+++ SOURCE PASSAGE +++

Talk: Bernhard Müller, Department of Energy and Process Engineering, Norwegian University of Science and Technology (NTNU), Trondheim, Norway [04.02.2020, 11am]

On Tuesday, 4 February 2020 at 11:00 Bernhard Müller will talk on the topic “Immersed Boundary Method for the Compressible Navier-Stokes Equations Using High Order Summation-By-Parts Operators” based on a joint work with M. Ehsan Khalili and Knut Emil Ringstad, NTNU, and Martin Larsson, Sportradar AS, Trondheim.

Location: Gyrhofstraße 8a (building 158a), Room 1.105 (1st floor), 50931 Cologne

Abstract:
An efficient and versatile immersed boundary method (IBM) for simulating compressible viscous flows with complex and moving convex boundaries has been developed. The compressible Navier-Stokes equations are discretized by globally fourth order summation-by-parts (SBP) difference operators with in-built stability properties and the classical fourth order explicit Runge-Kutta method. The proposed Cartesian grid based IBM builds on the ghost point approach in which the solid wall boundary conditions are applied as sharp interface conditions. The interpolation of the flow variables at image points and the solid wall boundary conditions are used to determine the flow variables at three layers of ghost points within the solid body in order to introduce the presence of the body interface in the flow computation and to maintain the overall high order of accuracy of the flow solver. Two different reconstruction procedures, bilinear interpolation and weighted least squares method, are implemented to obtain the values at the ghost points. A robust high order immersed boundary method is achieved by using a hybrid approach in which the first layer of ghost points is treated by using a third order polynomial combined with the weighted least squares method and the second and third layers of ghost points are treated by using bilinear interpolation to find the values at the image points of the corresponding ghost points. After demonstrating the accuracy of the present IBM for low Mach number flow around a circular cylinder, it is applied to simulate flow in the cross-section of the upper airways of a specific obstructive sleep apnea patient. The IBM solver has been further verified and validated for moving boundaries by applying it to a transversely oscillating cylinder in freestream flow and an in-line oscillating cylinder in an initially quiescent fluid. Sound waves generated by the in-line oscillation of the cylinder exhibit both quadrupole and monopole types. The present IBM is also verified for fluid-structure interaction of an elastically mounted circular cylinder in freestream flow at Reynolds number 200, and the rate of energy transferred between the fluid and the structure is investigated.

+++ DATASET EXTRACT +++

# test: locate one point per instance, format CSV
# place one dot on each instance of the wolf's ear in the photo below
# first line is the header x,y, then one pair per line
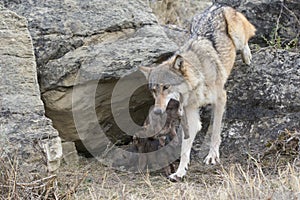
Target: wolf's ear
x,y
179,63
146,71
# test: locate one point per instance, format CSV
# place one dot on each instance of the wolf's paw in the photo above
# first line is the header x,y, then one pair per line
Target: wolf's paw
x,y
212,157
177,176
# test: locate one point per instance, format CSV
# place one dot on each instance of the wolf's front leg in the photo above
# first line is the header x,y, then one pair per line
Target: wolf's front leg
x,y
194,124
218,109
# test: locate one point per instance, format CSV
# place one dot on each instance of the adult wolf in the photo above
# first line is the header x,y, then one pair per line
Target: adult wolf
x,y
198,71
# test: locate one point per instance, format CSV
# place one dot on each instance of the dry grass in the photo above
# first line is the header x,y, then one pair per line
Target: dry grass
x,y
91,180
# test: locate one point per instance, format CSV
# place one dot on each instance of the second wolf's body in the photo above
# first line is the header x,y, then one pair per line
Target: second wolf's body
x,y
198,72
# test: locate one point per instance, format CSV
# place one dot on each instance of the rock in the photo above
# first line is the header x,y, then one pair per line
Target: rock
x,y
70,155
83,48
277,22
263,101
178,12
24,130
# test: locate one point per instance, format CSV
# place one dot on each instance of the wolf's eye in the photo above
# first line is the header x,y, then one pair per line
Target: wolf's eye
x,y
165,87
153,90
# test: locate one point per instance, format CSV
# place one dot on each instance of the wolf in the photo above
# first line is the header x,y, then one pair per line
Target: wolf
x,y
198,71
159,130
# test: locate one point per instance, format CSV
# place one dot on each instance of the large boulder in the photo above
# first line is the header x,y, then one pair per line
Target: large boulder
x,y
91,45
25,132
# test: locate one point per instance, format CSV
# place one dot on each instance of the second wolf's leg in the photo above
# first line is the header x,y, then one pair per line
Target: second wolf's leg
x,y
218,110
246,54
194,124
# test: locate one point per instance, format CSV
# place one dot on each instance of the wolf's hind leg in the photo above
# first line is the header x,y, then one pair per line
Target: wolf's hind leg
x,y
194,124
218,109
246,54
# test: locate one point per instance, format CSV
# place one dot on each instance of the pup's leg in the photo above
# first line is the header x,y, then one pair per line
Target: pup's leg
x,y
218,110
194,126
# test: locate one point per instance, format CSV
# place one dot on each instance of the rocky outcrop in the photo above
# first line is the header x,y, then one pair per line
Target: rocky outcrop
x,y
88,53
97,42
24,129
263,101
277,22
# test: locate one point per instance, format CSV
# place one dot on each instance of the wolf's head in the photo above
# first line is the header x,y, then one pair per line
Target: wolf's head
x,y
166,81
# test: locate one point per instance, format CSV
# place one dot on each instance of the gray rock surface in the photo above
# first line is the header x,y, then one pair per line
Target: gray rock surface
x,y
263,100
24,127
88,46
276,21
100,41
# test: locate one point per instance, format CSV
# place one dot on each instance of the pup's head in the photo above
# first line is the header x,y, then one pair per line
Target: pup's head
x,y
166,81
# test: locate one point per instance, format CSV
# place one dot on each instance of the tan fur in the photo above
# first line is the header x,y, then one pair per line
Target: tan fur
x,y
198,72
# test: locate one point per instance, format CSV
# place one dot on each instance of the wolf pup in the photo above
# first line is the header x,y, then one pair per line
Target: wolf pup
x,y
198,72
158,130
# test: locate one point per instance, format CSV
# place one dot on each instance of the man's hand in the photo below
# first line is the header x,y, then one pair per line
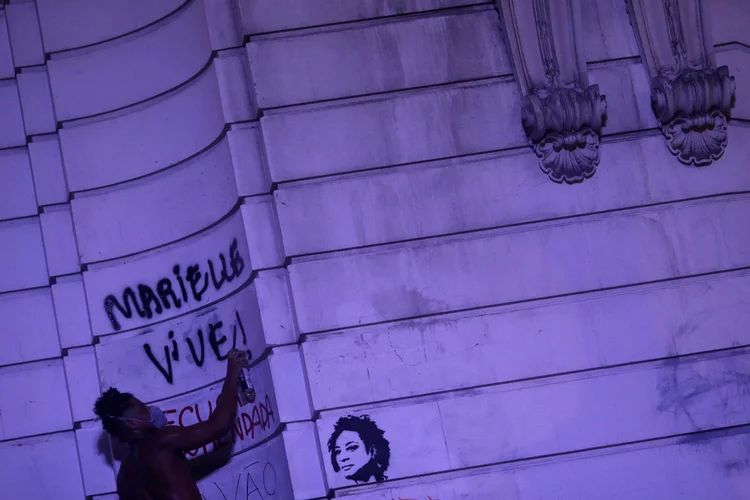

+++

» **ASSIGNMENT 1**
From the talk announcement, pull out everything from "Talk: Bernhard Müller, Department" down to "Sportradar AS, Trondheim.", word for word.
» **ASSIGNMENT 2**
Answer these questions using the talk announcement:
(a) In which room is the talk held?
(b) At what Reynolds number is the elastically mounted circular cylinder tested?
(c) Which time-stepping method is paired with the summation-by-parts difference operators?
This data was taken from a separate source.

» **ANSWER BOX 1**
Talk: Bernhard Müller, Department of Energy and Process Engineering, Norwegian University of Science and Technology (NTNU), Trondheim, Norway [04.02.2020, 11am]

On Tuesday, 4 February 2020 at 11:00 Bernhard Müller will talk on the topic “Immersed Boundary Method for the Compressible Navier-Stokes Equations Using High Order Summation-By-Parts Operators” based on a joint work with M. Ehsan Khalili and Knut Emil Ringstad, NTNU, and Martin Larsson, Sportradar AS, Trondheim.

» **ANSWER BOX 2**
(a) Room 1.105, on the 1st floor
(b) 200
(c) The classical fourth order explicit Runge-Kutta method